● EXTRAIT DU DOCUMENT
++++++++
Durant quatre ans, il essaie toutes sortes d'échapatoires, tout en ressortant des romans qu'il avait écrit auparavant pour satisfaire les demandes de son agent. Mais cette réserve n'est pas inépuisable. Il décide de tenter une dernière chose. Et s'il se rendait à Sara Laughs, leur maison dans le Maine? Villa dans laquelle il ne s'est pas rendu depuis la mort de son épouse. Arrivée là-bas, il revoit des visages qu'il n'a pas vu depuis quatre ans. Mais surtout, il reprend contact avec la vie... mais aussi avec la mort. Sa chère Johanna semblait peu avant son décès faire une enquête sur sa famille. Et les esprits semblent avoir pris possession de la bâtisse. Notamment un enfant qui pleure... Tout est-il lié ? Mike devient-il fou ?
++++++++
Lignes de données
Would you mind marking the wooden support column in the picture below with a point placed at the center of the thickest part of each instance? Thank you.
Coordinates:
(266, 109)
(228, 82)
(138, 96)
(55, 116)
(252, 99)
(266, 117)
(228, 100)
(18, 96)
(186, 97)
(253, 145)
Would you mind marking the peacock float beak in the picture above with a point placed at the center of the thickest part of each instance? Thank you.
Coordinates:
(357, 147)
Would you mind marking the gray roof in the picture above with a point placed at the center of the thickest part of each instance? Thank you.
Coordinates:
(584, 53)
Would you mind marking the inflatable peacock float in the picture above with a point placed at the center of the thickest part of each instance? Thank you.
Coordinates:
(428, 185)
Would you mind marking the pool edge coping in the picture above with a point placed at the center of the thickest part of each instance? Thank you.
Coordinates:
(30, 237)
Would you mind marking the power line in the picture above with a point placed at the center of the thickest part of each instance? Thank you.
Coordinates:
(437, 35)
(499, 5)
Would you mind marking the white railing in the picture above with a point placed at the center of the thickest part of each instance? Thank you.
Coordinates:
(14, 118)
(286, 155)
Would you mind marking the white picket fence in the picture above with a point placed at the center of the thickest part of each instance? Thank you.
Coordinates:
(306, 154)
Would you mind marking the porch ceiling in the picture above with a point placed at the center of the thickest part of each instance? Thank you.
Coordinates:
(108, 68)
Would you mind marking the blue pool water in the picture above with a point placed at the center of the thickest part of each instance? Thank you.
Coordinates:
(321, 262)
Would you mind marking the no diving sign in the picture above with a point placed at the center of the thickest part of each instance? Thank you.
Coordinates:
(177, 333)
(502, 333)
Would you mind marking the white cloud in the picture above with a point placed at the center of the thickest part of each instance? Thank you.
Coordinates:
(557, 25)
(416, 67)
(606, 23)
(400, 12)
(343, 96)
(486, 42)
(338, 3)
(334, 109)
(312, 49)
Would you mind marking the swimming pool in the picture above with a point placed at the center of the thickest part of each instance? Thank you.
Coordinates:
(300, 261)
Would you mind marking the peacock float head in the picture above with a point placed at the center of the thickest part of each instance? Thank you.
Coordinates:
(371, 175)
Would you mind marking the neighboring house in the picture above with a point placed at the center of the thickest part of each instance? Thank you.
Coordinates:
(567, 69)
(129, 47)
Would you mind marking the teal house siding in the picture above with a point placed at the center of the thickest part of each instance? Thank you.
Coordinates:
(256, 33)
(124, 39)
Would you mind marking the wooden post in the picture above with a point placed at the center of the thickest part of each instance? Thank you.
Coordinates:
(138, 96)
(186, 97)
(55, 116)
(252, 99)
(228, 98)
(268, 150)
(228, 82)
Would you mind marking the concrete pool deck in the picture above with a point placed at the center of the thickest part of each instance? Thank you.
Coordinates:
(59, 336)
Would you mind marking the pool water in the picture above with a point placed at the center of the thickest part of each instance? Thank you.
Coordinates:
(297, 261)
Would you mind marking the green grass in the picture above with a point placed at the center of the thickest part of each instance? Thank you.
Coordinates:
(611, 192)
++++++++
● CONSIGNE DONNÉE
D'après l'extrait, comment s'appelle la maison du Maine où Mike décide de se rendre ?

● RÉSULTAT OBTENU
Elle s'appelle Sara Laughs.